Metadata-Version: 2.4
Name: ladam
Version: 0.2.0
Summary: LAdam: Laplacian Adam — Adam with spatially-coupled variance estimates via discrete Laplacian
Project-URL: Homepage, https://github.com/gpartin/ladam
Project-URL: Documentation, https://github.com/gpartin/ladam#usage
Project-URL: Issues, https://github.com/gpartin/ladam/issues
Author: Greg Partin
License: MIT
License-File: LICENSE
Keywords: adam,deep-learning,laplacian,optimizer,pinn,pytorch,scientific-ml,spatial-regularization
Classifier: Development Status :: 4 - Beta
Classifier: Intended Audience :: Developers
Classifier: Intended Audience :: Science/Research
Classifier: License :: OSI Approved :: MIT License
Classifier: Programming Language :: Python :: 3
Classifier: Programming Language :: Python :: 3.8
Classifier: Programming Language :: Python :: 3.9
Classifier: Programming Language :: Python :: 3.10
Classifier: Programming Language :: Python :: 3.11
Classifier: Programming Language :: Python :: 3.12
Classifier: Topic :: Scientific/Engineering :: Artificial Intelligence
Classifier: Topic :: Scientific/Engineering :: Mathematics
Requires-Python: >=3.8
Requires-Dist: torch>=1.10.0
Provides-Extra: dev
Requires-Dist: pytest-cov>=4.0; extra == 'dev'
Requires-Dist: pytest>=7.0; extra == 'dev'
Description-Content-Type: text/markdown

# LAdam

**Laplacian Adam — spatially-aware adaptive optimizer for PyTorch**

[![PyPI](https://img.shields.io/pypi/v/ladam.svg)](https://pypi.org/project/ladam/)

● INFORMATION PROVIDED:
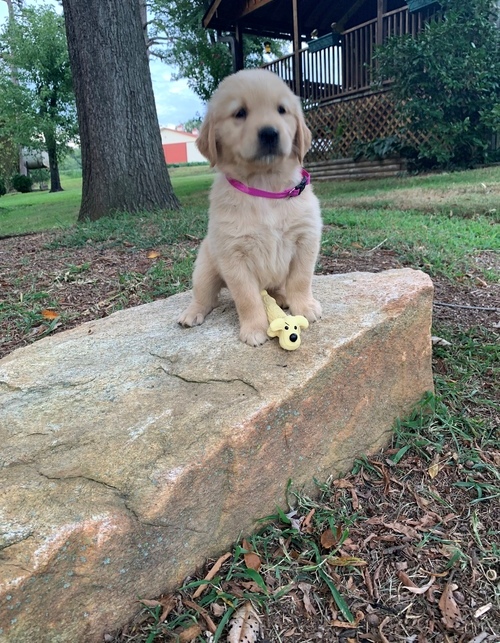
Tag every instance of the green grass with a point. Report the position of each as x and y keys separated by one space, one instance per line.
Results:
x=37 y=211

● WORK INSTRUCTIONS: Pick up the LAdam package description after its last line and continue writing it.

● TASK RESPONSE:
[![License](https://img.shields.io/badge/license-MIT-blue.svg)](LICENSE)
[![Python 3.8+](https://img.shields.io/badge/python-3.8+-blue.svg)](https://python.org)

LAdam is a drop-in Adam replacement that applies **discrete Laplacian regularization** to Adam's second-moment estimate (v_t). This couples neighboring weight learning rates, producing spatially-smoothed adaptive optimization.

## Why LAdam?

Adam computes independent per-parameter learning rates. But adjacent weights in trained networks are often functionally correlated — the per-parameter variance estimates should reflect this structure.

LAdam adds **one operation** to Adam: a Laplacian diffusion step on v_t, controlled by a single scalar `c2`. The Laplacian allows each weight's learning rate to be informed by its neighbors, smoothing the optimization landscape.

## Results

| Task | Architecture | Metric | Adam | LAdam | Improvement |
|------|-------------|--------|------|-------|-------------|
| **Wave Equation PINN** | 5×128 MLP | L2 Error | 0.0310 | **0.0172** | **-44.6%** |
| **FashionMNIST** | Transformer | Accuracy | 89.46% | **89.66%** | **+0.20%** (p=0.0005) |
| FashionMNIST | MLP | Accuracy | 89.10% | 89.12% | +0.02% (n.s.) |
| FashionMNIST | CNN | Accuracy | 91.15% | 91.14% | -0.01% (tie) |

> **LAdam excels on architectures with spatially-correlated weight structure** — particularly PINNs and transformers. For CNNs (whose conv filters are already spatial detectors), the Laplacian is redundant.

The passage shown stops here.